## READING PASSAGE
_ _ _ _ _ _ _

In Thomas Grady Photography, Inc. v. Amazing Vapor, Ltd., 918 N.W.2d 853 (Neb. 2018), the Supreme Court of Nebraska held that owners of a closely held company can be found personally liable for a breach of contract if they fail to disclose to the counterparty their capacity as agents of a corporation.  

Plaintiff Thomas Grady Photography, Inc. entered into two oral contracts for photography services.  Defendant Amazing Vapor, Ltd. was a closely held company formed and owned by defendants Manuel Guillermo Calderon and Thomas J. Anderson.  

Grady Photography brought a breach of contract action against all three defendants, based on their failure to pay $2,400 invoiced for services.  The Douglas County, Nebraska court entered a default judgment in favor of Grady Photography against, among others, Amazing Vapor and Calderon.  Defendant Anderson, however, denied the allegations against him.  After trial, the court found Anderson individually liable for the debt.  Both the district court and the Supreme Court of Nebraska affirmed the ruling regarding personal liability.

_ _ _ _ _ _ _

## GIVEN INFORMATION
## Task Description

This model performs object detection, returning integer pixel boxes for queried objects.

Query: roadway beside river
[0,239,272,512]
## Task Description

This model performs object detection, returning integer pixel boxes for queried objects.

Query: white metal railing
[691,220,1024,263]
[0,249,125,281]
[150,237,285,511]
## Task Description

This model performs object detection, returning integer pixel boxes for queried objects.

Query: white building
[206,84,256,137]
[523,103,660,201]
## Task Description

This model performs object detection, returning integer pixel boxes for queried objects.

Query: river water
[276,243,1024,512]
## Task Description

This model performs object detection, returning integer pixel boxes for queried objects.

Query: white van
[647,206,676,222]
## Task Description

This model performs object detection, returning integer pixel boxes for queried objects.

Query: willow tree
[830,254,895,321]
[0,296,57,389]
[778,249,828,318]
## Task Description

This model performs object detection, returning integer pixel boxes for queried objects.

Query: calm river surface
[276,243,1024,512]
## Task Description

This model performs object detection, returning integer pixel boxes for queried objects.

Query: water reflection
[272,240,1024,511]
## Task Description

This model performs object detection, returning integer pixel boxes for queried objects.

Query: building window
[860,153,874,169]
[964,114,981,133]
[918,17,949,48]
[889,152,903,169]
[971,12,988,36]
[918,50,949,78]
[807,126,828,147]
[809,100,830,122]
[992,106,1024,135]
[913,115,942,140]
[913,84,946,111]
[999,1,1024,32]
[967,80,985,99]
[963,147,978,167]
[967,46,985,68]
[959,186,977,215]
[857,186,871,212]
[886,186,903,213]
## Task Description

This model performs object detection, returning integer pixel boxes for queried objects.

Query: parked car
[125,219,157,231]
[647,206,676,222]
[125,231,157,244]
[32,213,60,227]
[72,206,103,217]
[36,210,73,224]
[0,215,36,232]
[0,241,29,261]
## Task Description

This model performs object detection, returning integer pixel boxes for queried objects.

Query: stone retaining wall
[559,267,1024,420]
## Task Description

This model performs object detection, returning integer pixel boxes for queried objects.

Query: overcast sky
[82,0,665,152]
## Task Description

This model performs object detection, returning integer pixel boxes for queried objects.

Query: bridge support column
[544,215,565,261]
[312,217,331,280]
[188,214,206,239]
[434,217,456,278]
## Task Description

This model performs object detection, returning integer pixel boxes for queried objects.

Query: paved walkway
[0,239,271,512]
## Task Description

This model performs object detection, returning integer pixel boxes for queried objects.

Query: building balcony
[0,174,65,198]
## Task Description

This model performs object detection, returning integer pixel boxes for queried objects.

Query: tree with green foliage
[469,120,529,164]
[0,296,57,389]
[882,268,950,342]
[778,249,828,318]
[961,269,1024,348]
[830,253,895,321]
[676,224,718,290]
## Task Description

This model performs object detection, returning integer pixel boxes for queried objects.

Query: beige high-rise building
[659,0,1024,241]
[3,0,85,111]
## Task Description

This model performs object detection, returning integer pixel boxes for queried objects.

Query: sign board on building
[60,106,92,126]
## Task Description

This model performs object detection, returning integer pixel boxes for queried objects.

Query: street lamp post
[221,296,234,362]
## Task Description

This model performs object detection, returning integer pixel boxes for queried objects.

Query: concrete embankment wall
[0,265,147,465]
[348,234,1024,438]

_ _ _ _ _ _ _

## LIST OF TASKS
(1) Answer these questions using the case summary above.
(a) What amount was invoiced for services that went unpaid?
(b) Who formed and owned Amazing Vapor, Ltd.?
(c) How many oral contracts for photography services did Thomas Grady Photography, Inc. enter into?
(2) Name every defendant in the breach of contract action described in the case summary above.
(3) Extract word for word the passage of the case summary above from "Grady Photography brought" up to and including "regarding personal liability.".

## ANSWERS TO THE EXERCISES
(1)
(a) $2,400
(b) Manuel Guillermo Calderon and Thomas J. Anderson
(c) Two

(2)
- Amazing Vapor, Ltd.
- Manuel Guillermo Calderon
- Thomas J. Anderson

(3)
Grady Photography brought a breach of contract action against all three defendants, based on their failure to pay $2,400 invoiced for services.  The Douglas County, Nebraska court entered a default judgment in favor of Grady Photography against, among others, Amazing Vapor and Calderon.  Defendant Anderson, however, denied the allegations against him.  After trial, the court found Anderson individually liable for the debt.  Both the district court and the Supreme Court of Nebraska affirmed the ruling regarding personal liability.